_TAREFA CURTA 1:_ Atualize o trecho do texto do documento que começa em "Existiam apoiadores dessa" e termina em "acontecer o levante.", substituindo "ativistas" por "militantes".

_TEXTO DO DOCUMENTO:_
+++
Entre todos, Tiradentes era o maior propagandista da independência, sendo ele quem buscava simpatizantes para o movimento entre os comerciantes e o povo em geral, e certamente atraíram alguns “... o mais socialmente inseguro e o instrumento escolhido por uma elite abastada para uma revolução planejada” (Maxwell, p. 156). Não se tem exatidão sobre quais eram os principais planos dos conjurados. Se eles propunham a independência de Minas Gerais ou a Independência do Brasil. Alguns queriam proclamar uma república, que teria a capital em São João Del Rei, planejavam criar uma universidade em Vila Rica e uma casa da Moeda, para controlar a emissão de dinheiro na capitania; entre outros propósitos, mas na verdade não tinham domínio, articulação, nem mesmo controle da situação em Vila Rica, na capitania de Minas Gerais, e muito menos na Colônia.
A missão de elaborar a constituição do novo estado ficaria a cargo de Gonzaga, Antonio Tomás, Claudio Manoel da Costa, e o cônego Luiz Vieira, sendo estes os articuladores políticos da ruptura definitiva com a coroa portuguesa; e fariam a nova constituição inspirada na independência norte americana.
Existiam apoiadores dessa conspiração, grupos distintos que tinham também interesses de rompimento com a coroa portuguesa, ativistas, ideólogos e interessados financeiramente, contratantes de diamantes e fiadores de contratantes ou ligados a estes, homens de prestígio da sociedade, mas devedores da fazenda. “A impressão que se tem é que esta proposta de um estado independente se apresentou, dentro de uma conjuntura crítica, como uma panacéia para devedores da coroa na capitania”. (Maxwell, p. 148). Todos ligados por interesses econômicos. Também tinham ligações com alguns do Rio de Janeiro, local onde havia possibilidades de também acontecer o levante.
A elite da sociedade estava tão alienada, não foi capaz de perceber que outras camadas intermediárias da população pudessem dar apoio ao processo de independência; ou os subestimaram, pensando assim ter um acesso mais fácil e rápido ao povo local, achando-os influenciáveis, e querendo com isso resolver seus problemas particulares e não de ordem idealista a ponto de buscar apoio decisivo para a revolta.
+++
_LINHAS DE DADOS:_
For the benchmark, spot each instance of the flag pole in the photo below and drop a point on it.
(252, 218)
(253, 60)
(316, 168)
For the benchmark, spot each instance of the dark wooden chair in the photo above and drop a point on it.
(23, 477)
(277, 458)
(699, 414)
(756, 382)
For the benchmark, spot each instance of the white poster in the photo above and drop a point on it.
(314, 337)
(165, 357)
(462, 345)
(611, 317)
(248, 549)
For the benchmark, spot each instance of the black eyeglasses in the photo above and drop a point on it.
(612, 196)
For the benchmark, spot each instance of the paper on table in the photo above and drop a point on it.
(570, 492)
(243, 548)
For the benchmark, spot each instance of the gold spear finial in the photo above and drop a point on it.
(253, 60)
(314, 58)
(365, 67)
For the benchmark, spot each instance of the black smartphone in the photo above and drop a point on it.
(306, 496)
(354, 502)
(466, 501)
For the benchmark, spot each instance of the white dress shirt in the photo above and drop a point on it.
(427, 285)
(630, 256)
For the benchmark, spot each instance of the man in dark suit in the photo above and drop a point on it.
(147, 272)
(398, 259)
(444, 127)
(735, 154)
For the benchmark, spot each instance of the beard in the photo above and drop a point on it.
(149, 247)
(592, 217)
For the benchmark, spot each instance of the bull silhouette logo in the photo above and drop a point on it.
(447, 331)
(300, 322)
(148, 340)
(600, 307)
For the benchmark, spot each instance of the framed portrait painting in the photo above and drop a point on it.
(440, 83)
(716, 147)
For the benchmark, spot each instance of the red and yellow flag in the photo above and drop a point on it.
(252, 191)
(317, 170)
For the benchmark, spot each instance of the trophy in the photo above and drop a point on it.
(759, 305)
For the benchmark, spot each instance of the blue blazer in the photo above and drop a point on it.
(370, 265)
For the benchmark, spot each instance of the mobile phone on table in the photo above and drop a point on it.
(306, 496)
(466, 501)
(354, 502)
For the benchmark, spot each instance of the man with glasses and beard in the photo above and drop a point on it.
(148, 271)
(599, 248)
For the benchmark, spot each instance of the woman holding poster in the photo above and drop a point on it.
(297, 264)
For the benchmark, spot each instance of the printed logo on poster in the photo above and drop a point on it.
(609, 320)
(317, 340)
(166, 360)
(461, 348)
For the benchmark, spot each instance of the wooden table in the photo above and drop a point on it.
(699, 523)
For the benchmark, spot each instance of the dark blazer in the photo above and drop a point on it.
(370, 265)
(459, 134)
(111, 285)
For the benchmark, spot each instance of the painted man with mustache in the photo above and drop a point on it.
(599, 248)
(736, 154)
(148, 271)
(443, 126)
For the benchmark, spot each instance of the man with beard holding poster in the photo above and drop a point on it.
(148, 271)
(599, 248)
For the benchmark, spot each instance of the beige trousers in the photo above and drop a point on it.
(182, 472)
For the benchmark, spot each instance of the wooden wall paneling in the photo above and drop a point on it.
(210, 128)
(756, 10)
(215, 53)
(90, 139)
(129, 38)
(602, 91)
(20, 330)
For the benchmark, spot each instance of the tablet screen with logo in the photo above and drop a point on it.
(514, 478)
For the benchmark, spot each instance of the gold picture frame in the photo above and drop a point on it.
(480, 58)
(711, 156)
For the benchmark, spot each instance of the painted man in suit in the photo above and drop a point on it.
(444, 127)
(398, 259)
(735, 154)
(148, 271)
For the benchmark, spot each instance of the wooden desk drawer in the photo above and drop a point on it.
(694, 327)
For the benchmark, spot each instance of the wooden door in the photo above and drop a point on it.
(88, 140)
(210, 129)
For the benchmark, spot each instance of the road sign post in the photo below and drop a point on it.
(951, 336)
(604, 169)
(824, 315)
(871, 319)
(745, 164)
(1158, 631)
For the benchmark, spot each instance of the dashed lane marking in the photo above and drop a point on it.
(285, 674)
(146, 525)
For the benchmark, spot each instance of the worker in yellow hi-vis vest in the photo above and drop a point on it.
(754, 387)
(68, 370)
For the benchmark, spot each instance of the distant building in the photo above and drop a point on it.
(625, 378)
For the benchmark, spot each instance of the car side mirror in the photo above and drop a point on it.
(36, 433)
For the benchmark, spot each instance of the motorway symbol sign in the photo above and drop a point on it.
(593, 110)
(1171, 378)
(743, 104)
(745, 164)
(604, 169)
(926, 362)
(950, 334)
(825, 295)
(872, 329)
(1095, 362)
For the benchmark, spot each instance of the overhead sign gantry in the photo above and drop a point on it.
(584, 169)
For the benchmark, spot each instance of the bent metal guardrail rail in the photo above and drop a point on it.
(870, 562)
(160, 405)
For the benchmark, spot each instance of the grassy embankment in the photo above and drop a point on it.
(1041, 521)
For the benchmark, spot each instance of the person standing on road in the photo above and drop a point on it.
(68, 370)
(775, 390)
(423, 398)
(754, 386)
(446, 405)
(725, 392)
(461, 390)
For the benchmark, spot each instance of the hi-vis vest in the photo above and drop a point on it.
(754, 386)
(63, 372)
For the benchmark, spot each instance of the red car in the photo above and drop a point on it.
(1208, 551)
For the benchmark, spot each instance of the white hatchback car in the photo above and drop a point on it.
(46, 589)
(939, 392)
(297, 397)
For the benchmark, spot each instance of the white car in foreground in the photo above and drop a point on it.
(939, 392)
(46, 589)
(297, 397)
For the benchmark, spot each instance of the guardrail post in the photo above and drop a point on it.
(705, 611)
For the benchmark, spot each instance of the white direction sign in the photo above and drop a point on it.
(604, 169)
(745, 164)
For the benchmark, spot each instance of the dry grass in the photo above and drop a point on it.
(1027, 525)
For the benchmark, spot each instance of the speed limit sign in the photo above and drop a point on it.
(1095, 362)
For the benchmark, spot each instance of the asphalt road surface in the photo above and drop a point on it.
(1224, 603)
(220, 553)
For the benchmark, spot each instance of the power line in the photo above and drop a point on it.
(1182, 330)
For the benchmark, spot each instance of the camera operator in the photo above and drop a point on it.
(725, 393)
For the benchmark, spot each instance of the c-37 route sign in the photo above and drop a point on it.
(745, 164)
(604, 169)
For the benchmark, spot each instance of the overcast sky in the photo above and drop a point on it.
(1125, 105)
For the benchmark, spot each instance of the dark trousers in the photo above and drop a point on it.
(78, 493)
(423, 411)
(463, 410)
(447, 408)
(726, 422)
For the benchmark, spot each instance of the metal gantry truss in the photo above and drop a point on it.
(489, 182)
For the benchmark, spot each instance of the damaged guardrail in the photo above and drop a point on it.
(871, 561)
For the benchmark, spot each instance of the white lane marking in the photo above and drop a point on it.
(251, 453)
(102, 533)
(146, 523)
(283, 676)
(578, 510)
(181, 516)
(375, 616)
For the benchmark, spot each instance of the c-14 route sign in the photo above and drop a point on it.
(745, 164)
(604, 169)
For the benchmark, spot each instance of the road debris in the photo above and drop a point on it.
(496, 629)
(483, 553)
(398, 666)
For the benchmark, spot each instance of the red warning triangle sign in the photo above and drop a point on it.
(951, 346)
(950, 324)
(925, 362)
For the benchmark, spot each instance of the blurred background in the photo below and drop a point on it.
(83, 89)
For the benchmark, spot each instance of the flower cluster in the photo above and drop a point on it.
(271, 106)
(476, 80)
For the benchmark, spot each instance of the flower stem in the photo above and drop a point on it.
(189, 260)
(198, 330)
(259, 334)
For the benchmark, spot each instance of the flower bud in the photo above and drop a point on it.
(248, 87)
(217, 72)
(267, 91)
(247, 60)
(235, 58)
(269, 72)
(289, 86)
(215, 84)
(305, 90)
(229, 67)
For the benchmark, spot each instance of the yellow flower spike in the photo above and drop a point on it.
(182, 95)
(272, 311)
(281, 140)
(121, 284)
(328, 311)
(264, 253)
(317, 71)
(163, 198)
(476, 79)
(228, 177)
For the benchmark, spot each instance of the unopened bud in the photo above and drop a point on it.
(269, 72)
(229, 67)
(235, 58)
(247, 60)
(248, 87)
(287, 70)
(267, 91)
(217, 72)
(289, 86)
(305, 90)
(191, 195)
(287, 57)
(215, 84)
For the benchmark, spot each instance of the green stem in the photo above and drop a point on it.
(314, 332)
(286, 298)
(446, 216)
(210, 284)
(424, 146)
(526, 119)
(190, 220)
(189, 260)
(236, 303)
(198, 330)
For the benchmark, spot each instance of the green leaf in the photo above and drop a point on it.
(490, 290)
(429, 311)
+++
_TAREFA CURTA 2:_ Retorne todas as linhas da listagem que contêm a palavra "blazer", diferenciando maiúsculas de minúsculas.

_RESULTADO DA TAREFA 1:_
Existiam apoiadores dessa conspiração, grupos distintos que tinham também interesses de rompimento com a coroa portuguesa, militantes, ideólogos e interessados financeiramente, contratantes de diamantes e fiadores de contratantes ou ligados a estes, homens de prestígio da sociedade, mas devedores da fazenda. “A impressão que se tem é que esta proposta de um estado independente se apresentou, dentro de uma conjuntura crítica, como uma panacéia para devedores da coroa na capitania”. (Maxwell, p. 148). Todos ligados por interesses econômicos. Também tinham ligações com alguns do Rio de Janeiro, local onde havia possibilidades de também acontecer o levante.

_RESULTADO DA TAREFA 2:_
For the benchmark, spot each instance of the blue blazer in the photo above and drop a point on it.
For the benchmark, spot each instance of the dark blazer in the photo above and drop a point on it.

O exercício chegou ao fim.